▶ [BRIEF]:
Put the lines from the start of the records through the line that contains "135), (5, 133)]" into a numbered list, leaving out blank lines and pictures.

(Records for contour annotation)
## Start
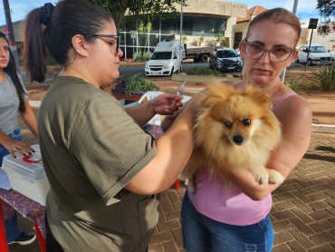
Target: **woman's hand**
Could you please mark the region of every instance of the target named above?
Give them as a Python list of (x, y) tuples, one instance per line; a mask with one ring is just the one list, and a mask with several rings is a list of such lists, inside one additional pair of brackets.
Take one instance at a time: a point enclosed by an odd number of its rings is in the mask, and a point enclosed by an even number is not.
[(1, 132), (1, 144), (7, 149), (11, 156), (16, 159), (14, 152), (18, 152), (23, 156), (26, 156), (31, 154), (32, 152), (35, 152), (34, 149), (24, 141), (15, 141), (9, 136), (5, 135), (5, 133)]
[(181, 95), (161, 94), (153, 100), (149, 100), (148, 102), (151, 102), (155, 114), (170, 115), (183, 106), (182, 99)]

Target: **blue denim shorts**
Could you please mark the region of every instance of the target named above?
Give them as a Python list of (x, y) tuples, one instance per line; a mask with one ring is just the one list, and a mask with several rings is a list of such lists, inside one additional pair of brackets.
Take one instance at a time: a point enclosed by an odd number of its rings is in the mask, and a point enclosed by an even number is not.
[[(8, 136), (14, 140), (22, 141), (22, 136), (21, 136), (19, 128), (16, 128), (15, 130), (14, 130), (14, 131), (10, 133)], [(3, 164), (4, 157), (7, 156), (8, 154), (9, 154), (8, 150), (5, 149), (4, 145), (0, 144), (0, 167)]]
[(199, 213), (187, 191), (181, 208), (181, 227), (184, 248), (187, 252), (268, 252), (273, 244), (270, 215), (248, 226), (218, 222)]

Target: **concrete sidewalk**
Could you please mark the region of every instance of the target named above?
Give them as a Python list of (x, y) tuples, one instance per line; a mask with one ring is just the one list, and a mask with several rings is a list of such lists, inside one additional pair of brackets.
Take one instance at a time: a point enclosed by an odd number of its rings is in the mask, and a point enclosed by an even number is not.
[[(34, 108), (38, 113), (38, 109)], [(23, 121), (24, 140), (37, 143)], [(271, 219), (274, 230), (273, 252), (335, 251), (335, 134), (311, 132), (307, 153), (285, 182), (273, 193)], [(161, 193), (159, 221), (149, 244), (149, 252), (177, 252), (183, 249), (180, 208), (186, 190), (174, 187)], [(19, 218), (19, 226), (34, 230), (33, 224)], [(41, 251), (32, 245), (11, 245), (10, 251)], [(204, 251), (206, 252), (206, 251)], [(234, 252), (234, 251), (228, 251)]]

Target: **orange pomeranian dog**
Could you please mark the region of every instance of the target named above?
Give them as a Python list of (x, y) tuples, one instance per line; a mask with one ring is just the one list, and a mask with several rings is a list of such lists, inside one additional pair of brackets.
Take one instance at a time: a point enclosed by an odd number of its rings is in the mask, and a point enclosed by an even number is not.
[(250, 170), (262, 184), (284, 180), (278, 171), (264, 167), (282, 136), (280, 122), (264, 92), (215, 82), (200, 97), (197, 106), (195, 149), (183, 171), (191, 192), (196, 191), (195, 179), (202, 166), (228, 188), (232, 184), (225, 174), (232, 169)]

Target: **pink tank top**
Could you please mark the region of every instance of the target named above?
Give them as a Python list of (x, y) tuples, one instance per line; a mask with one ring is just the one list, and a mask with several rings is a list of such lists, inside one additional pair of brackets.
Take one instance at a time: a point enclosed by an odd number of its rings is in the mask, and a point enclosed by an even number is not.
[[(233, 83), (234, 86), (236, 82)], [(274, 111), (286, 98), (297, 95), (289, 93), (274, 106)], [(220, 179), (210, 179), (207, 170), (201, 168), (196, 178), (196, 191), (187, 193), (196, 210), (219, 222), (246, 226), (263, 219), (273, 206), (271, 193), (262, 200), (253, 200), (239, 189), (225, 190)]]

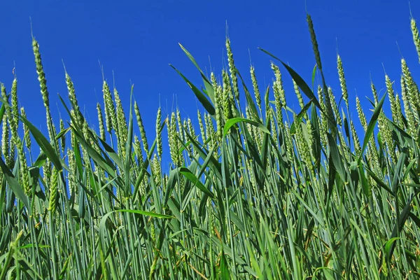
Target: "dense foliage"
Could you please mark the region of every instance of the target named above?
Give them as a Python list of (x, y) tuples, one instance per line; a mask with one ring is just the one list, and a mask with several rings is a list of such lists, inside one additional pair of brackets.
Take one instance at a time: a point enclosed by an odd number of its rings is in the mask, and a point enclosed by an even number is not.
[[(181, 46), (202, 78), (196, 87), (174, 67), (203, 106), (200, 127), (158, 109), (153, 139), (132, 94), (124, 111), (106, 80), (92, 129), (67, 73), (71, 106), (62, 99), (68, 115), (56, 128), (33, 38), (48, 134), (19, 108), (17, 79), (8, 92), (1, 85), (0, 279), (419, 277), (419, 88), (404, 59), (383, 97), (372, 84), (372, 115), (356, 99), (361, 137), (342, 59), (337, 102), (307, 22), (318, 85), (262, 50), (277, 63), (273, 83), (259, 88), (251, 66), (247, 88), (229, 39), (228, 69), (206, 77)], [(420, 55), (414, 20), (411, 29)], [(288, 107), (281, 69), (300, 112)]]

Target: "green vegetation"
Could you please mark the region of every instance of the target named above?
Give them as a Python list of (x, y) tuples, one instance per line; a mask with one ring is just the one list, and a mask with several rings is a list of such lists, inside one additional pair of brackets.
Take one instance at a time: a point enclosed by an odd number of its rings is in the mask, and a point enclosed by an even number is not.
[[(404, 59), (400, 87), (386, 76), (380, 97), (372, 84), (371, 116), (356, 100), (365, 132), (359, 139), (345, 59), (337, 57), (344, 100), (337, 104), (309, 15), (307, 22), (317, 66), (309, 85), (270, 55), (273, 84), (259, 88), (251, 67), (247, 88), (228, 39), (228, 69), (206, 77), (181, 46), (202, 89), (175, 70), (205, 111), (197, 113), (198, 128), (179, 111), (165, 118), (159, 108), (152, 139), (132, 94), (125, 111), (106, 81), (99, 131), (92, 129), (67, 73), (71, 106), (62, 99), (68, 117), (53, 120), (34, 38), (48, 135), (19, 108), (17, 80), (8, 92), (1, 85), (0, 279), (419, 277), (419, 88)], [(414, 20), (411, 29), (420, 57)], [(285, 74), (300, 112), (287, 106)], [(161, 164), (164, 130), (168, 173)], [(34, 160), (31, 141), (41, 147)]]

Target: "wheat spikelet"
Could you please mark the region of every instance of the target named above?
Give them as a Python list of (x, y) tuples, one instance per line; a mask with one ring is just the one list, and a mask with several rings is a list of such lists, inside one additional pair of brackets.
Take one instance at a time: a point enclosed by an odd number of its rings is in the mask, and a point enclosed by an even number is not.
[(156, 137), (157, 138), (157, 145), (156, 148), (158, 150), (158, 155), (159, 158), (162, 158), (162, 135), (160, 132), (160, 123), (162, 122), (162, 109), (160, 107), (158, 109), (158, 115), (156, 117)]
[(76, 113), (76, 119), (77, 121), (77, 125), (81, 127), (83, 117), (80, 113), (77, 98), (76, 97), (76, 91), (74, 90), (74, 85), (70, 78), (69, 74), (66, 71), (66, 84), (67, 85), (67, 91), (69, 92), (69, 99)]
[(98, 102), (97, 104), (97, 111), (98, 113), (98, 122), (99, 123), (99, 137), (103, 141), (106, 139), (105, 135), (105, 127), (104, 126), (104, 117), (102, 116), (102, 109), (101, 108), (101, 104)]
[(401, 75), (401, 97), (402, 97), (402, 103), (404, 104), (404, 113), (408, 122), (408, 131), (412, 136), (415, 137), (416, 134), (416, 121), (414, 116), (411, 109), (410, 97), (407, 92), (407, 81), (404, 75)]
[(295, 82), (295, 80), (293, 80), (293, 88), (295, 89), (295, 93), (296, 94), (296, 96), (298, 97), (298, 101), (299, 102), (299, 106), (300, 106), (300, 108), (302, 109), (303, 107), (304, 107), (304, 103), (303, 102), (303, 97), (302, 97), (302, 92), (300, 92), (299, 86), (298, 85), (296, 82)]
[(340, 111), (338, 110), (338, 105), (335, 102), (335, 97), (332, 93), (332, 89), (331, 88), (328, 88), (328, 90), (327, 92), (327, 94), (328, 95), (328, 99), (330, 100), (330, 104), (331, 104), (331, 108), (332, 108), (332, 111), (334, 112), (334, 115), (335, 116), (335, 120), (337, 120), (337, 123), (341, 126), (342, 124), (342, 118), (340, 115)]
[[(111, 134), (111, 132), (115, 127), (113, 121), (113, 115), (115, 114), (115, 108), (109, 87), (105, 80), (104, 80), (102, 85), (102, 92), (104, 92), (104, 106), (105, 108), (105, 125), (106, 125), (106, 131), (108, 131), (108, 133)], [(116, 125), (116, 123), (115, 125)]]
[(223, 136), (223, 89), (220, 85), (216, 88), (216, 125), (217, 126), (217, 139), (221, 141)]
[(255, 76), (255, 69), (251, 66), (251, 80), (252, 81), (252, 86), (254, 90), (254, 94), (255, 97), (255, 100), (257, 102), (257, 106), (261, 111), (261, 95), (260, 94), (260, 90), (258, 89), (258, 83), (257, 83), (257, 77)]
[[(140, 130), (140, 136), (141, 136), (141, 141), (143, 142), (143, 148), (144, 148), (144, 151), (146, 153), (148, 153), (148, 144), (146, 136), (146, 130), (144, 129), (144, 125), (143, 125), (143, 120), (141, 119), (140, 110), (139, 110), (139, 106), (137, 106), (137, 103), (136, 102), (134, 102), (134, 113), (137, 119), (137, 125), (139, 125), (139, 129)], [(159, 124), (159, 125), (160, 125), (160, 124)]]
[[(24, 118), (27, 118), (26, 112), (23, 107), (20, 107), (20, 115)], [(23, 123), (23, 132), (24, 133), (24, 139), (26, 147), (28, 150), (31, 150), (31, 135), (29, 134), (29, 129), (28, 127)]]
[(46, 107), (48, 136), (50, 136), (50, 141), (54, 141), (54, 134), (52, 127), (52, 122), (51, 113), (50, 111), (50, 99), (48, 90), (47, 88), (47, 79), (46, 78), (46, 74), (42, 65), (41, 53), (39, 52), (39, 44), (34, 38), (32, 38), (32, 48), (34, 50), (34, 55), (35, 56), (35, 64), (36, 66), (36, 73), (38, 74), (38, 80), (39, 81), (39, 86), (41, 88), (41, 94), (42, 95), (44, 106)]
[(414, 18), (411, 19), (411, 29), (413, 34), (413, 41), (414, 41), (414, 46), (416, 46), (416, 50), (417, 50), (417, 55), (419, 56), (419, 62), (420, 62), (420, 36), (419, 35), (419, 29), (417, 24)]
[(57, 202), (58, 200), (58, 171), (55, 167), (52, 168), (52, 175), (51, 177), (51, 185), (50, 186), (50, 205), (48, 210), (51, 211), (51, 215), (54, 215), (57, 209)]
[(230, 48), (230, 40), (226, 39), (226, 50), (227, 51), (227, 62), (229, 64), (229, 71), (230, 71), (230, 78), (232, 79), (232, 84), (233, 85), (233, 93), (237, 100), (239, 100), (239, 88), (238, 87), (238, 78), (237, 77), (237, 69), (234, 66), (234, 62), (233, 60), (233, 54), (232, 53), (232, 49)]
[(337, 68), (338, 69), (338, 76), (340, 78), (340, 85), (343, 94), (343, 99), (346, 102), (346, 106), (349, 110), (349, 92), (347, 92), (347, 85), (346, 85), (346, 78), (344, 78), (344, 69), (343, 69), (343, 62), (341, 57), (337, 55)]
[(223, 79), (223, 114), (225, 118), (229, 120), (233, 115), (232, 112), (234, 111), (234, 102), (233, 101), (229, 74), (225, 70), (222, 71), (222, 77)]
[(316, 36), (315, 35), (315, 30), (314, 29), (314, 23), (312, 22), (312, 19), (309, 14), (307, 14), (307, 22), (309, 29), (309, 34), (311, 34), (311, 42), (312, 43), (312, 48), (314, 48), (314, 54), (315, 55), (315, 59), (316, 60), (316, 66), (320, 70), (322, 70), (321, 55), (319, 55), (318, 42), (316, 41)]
## End
▶ [COMPLETE RESPONSE]:
1. Target: **woman's hand**
2. Could you please mark the region of every instance of the target named above?
3. Give them as a Python list of (x, y) tuples, one instance per line; a mask with one ring is just the one list, and a mask with several rings is a list of such lists, inside one additional pair of brackets.
4. Take one instance at a time: a point enclosed by an odd number of its rings is in the mask, and a point enclosed by an even number is not.
5. [(1, 132), (1, 144), (7, 149), (11, 156), (16, 159), (14, 152), (18, 152), (23, 156), (26, 156), (31, 154), (32, 152), (35, 152), (34, 149), (24, 141), (15, 141), (9, 136), (5, 135), (5, 133)]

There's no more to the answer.